The response must consist of each line in the listing that has the word "flower" in it.

====== DATA SUPPLIED ======

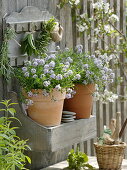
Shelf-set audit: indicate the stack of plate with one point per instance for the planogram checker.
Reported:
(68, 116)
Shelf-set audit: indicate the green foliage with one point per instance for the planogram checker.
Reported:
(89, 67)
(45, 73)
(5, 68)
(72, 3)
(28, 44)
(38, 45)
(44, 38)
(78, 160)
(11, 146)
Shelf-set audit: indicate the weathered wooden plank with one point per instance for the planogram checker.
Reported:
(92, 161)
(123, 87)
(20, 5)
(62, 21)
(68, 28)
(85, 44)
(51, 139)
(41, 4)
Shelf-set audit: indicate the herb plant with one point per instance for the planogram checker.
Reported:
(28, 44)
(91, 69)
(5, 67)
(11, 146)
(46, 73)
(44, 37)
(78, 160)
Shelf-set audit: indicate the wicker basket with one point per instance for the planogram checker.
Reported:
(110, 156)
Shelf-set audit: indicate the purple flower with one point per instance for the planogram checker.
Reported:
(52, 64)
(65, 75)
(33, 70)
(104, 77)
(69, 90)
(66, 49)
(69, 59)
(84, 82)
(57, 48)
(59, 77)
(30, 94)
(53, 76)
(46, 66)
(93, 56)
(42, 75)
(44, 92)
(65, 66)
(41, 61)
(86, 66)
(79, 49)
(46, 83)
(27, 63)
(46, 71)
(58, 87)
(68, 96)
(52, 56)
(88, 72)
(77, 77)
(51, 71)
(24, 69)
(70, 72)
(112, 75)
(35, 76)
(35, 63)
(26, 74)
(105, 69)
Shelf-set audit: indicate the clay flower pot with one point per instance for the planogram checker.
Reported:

======
====== DATA SUPPLIED ======

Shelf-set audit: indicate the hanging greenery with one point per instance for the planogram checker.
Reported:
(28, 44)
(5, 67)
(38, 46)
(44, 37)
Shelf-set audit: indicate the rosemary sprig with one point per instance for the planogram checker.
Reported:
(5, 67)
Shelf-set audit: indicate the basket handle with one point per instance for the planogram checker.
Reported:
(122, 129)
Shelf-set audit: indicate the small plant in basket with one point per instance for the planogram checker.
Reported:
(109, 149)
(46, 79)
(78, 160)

======
====== DATA SUPPLIED ======

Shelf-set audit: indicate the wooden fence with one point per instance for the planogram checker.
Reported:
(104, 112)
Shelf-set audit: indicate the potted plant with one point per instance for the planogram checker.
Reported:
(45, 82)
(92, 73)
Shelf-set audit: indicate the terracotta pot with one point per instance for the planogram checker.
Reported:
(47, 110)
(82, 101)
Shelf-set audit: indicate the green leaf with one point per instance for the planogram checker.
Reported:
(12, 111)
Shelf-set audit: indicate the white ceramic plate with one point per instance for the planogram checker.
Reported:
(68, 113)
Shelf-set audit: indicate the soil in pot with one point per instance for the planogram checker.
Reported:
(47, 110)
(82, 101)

======

ANSWER BOX:
Shelf-set audit: indicate the purple flower with one point per instance for the planogram checker.
Shelf-set audit: indicate the clay flower pot with one point per instance for the planogram checker.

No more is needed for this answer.